■ **Dataset records**

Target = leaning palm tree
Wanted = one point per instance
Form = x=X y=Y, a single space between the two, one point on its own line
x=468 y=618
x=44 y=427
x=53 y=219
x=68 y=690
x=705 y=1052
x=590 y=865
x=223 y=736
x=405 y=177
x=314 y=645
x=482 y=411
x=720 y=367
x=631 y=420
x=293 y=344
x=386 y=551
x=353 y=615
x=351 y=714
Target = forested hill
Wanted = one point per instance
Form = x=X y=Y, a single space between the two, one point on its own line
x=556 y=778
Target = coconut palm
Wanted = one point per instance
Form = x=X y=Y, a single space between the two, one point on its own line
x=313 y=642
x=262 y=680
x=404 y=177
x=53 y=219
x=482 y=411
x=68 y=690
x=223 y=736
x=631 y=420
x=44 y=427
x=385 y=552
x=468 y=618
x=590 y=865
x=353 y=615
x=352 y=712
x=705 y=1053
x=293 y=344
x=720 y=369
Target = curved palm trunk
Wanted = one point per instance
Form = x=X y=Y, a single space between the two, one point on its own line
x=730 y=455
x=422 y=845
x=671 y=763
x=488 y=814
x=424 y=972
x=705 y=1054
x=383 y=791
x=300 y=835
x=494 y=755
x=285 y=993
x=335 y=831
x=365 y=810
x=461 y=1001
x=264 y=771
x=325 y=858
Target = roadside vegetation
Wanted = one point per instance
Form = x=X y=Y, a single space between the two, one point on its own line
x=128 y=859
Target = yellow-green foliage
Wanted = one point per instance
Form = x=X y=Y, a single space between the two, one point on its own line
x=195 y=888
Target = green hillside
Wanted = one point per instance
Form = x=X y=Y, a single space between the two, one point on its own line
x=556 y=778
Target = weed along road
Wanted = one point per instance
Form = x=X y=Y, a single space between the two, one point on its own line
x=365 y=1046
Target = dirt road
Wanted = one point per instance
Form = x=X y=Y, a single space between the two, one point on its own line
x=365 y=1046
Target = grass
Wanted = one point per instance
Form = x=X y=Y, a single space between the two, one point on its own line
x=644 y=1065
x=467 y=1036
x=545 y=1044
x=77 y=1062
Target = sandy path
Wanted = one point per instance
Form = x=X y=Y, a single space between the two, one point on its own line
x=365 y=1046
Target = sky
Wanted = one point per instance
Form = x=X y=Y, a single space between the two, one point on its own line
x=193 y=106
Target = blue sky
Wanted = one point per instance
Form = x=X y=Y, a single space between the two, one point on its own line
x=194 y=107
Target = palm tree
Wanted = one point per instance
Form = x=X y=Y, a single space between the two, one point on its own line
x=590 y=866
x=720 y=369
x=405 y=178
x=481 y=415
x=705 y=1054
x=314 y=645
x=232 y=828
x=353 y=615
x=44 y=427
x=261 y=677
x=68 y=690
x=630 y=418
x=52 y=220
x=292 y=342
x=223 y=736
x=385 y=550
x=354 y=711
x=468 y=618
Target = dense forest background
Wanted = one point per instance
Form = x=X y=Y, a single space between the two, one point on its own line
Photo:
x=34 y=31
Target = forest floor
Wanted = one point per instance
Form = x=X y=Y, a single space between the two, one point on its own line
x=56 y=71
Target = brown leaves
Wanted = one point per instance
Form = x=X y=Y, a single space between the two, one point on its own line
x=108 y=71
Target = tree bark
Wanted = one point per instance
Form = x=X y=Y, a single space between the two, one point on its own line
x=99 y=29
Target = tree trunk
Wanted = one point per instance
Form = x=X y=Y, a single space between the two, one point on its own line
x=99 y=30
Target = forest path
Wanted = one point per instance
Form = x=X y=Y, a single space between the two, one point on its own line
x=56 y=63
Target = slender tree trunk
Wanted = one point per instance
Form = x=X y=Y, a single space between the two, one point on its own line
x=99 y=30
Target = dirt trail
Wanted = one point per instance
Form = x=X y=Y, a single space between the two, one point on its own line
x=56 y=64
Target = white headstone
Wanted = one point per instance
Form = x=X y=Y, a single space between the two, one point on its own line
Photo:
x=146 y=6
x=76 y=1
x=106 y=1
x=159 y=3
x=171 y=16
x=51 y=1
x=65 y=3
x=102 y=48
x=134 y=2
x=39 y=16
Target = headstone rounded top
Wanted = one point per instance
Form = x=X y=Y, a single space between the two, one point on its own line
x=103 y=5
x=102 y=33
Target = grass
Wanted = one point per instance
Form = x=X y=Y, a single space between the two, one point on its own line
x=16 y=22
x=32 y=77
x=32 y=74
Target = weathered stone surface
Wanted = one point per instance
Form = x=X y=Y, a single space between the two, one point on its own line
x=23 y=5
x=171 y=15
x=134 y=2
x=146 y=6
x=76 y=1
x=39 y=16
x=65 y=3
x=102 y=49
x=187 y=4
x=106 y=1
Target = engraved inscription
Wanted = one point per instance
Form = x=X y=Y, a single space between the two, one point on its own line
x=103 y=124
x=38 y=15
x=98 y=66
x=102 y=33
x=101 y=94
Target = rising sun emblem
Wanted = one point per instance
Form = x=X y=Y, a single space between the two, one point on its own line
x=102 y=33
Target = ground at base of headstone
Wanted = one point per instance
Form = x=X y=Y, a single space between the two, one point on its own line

■ **Required task**
Can you copy every row above line for line, with no changes to wording, spacing, or order?

■ **Exercise response**
Target = leaning palm tree
Wanted = one point per instance
Form = x=X y=Y, a single space between the two, one point on its own line
x=468 y=618
x=44 y=427
x=53 y=219
x=68 y=690
x=705 y=1052
x=590 y=865
x=223 y=736
x=405 y=177
x=314 y=645
x=482 y=411
x=720 y=367
x=631 y=420
x=293 y=344
x=386 y=551
x=353 y=615
x=351 y=714
Target = forested hill
Wanted = one point per instance
Form = x=X y=Y, a single space between the two, one point on its own line
x=556 y=778
Target = coconut palm
Wanted = one point per instance
Form = x=X y=Y, a single space between the two, one point on its own line
x=313 y=642
x=262 y=680
x=404 y=177
x=53 y=219
x=482 y=411
x=68 y=690
x=223 y=736
x=631 y=420
x=44 y=427
x=385 y=552
x=468 y=618
x=590 y=865
x=353 y=615
x=352 y=712
x=705 y=1053
x=293 y=344
x=720 y=369
Target = curved palm trunk
Wanted = one point per instance
Form = x=X y=Y, a single space between the two, one point on its own line
x=730 y=455
x=422 y=845
x=671 y=763
x=488 y=814
x=424 y=972
x=705 y=1054
x=383 y=791
x=300 y=835
x=494 y=755
x=285 y=993
x=335 y=831
x=365 y=810
x=461 y=1001
x=264 y=771
x=325 y=858
Target = roadside vegetation
Wanted = one point per instance
Form = x=X y=Y, a single space between the two, one point on its own line
x=128 y=859
Target = yellow-green foliage
Wanted = one point per instance
Form = x=X y=Y, a single space between the two, one point on its own line
x=195 y=888
Target = green hillside
Wanted = one point per instance
Form = x=X y=Y, a single space between the two, one point on its own line
x=556 y=778
Target = weed along road
Wanted = one point per instance
Form = x=X y=Y, a single space between the two, one point on its own line
x=365 y=1046
Target = dirt road
Wanted = one point per instance
Form = x=X y=Y, a single space between the two, one point on its own line
x=365 y=1046
Target = grass
Wanted = one point per instance
Form = x=X y=Y, a single space between the two, one point on its own line
x=644 y=1065
x=467 y=1036
x=545 y=1044
x=77 y=1062
Target = sandy path
Wanted = one point per instance
Form = x=X y=Y, a single space between the two, one point on its own line
x=365 y=1046
Target = sky
Wanted = one point per instance
Form = x=X y=Y, a single space between the two, one point on its own line
x=193 y=106
Target = blue sky
Wanted = one point per instance
Form = x=X y=Y, a single space between the two, one point on its own line
x=194 y=107
Target = palm tree
Wanted = one point per instance
Form = x=X y=Y, a single space between the two, one point on its own line
x=590 y=866
x=720 y=369
x=405 y=178
x=481 y=415
x=705 y=1054
x=314 y=645
x=232 y=828
x=353 y=615
x=44 y=427
x=261 y=677
x=68 y=690
x=630 y=418
x=52 y=220
x=292 y=342
x=223 y=736
x=385 y=550
x=354 y=711
x=468 y=618
Target = dense forest background
Wanted = one point per instance
Form = x=X y=Y, a single space between the two, one point on its own line
Photo:
x=34 y=31
Target = forest floor
Wanted = one point per instance
Form = x=X y=Y, a single space between the two, one point on its own line
x=56 y=71
Target = brown leaves
Wanted = one point per instance
Form = x=X y=Y, a single space between the two, one point on its own line
x=108 y=71
Target = tree bark
Wanted = one point per instance
Form = x=X y=Y, a single space between the two, one point on its own line
x=99 y=29
Target = tree trunk
Wanted = one point per instance
Form = x=X y=Y, a single space between the two, one point on its own line
x=99 y=30
Target = forest path
Wanted = one point per instance
Form = x=X y=Y, a single space between the two, one point on its own line
x=56 y=63
Target = slender tree trunk
Wanted = one point per instance
Form = x=X y=Y, a single space between the two, one point on its own line
x=99 y=30
Target = dirt trail
Wanted = one point per instance
Form = x=X y=Y, a single space between the two, one point on its own line
x=56 y=64
Target = white headstone
Wanted = one point per instance
Form = x=X y=Y, a single space between the two, one point on its own line
Photo:
x=146 y=6
x=76 y=1
x=106 y=1
x=159 y=3
x=171 y=16
x=51 y=1
x=65 y=3
x=102 y=48
x=134 y=2
x=39 y=16
Target = headstone rounded top
Wanted = one point per instance
Form = x=X y=Y, a single space between the two, one point on its own line
x=103 y=5
x=102 y=33
Target = grass
Wanted = one point per instance
Form = x=X y=Y, a single space between the two, one point on its own line
x=16 y=22
x=32 y=77
x=32 y=74
Target = weathered stone surface
Wanted = one point per instance
Form = x=X y=Y, a single space between the two, one point on its own line
x=23 y=5
x=171 y=15
x=134 y=2
x=146 y=6
x=76 y=1
x=39 y=16
x=65 y=3
x=102 y=49
x=187 y=4
x=106 y=1
Target = engraved inscription
Wanted = one point per instance
Form = x=X y=Y, a single space between the two, one point on its own line
x=103 y=124
x=38 y=15
x=98 y=66
x=102 y=33
x=101 y=94
Target = rising sun emblem
Wanted = one point per instance
Form = x=X y=Y, a single space between the two, one point on its own line
x=102 y=33
Target = ground at base of headstone
Wanted = one point per instance
Form = x=X y=Y, a single space between the two, one point on its own line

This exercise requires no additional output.